[[ Page excerpt, beginning ]]

Alternatives experts focus on efficiencies to offset low scale
Obtaining scale in alternative real estate segments such as self-storage may be difficult, but rewards are possible through a focus on the bottom line, panellists agreed during a recent panel hosted by Real Asset Media on Alternative Investment Opportunities.
“There are certain drivers to the self-storage market that make it really interesting,” according to Stephen Miles, Head of Strategic Capital Partnerships at Schroders Capital. “It’s not that easy to get in at scale, so creating efficiency is an interesting journey, but we’re working hard on that. We like anything that has a variable income that we can drive top line and control the costs on the bottom line.”
Based on their income fundamentals, alternative property segments are very attractive to core capital and institutional investors given that this type of income is very correlated to liability matching, Miles added. “Core capital doesn’t necessarily want to be the first mover in a market, and it may well be that you do need some of the private equity-style money coming in to start the ball rolling. But the market needs educating, and I think it’s up to the big managers and big institutions to bring that top-down institutional rigour to local market knowledge. That will feed into the ongoing education process and help investors realise that the risk is being managed in the right way.”

[[ Page excerpt, end ]]

_Assignment:_ In the article on self-storage and other alternative real estate, why does Stephen Miles say alternative property segments are very attractive to core capital and institutional investors? Answer in one to three sentences.

[[ Given information, beginning ]]

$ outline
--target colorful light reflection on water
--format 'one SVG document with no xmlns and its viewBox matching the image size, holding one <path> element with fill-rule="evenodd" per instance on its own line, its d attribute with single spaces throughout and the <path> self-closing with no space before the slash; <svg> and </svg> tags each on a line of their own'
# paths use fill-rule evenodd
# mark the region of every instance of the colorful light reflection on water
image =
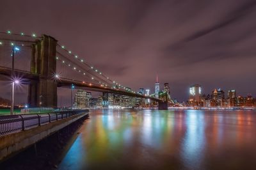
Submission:
<svg viewBox="0 0 256 170">
<path fill-rule="evenodd" d="M 91 111 L 59 169 L 255 169 L 253 111 Z"/>
</svg>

[[ Given information, end ]]

_Response to this task:_ Miles says these segments are attractive because of their income fundamentals. This type of income is very correlated to liability matching, which suits core capital and institutional investors.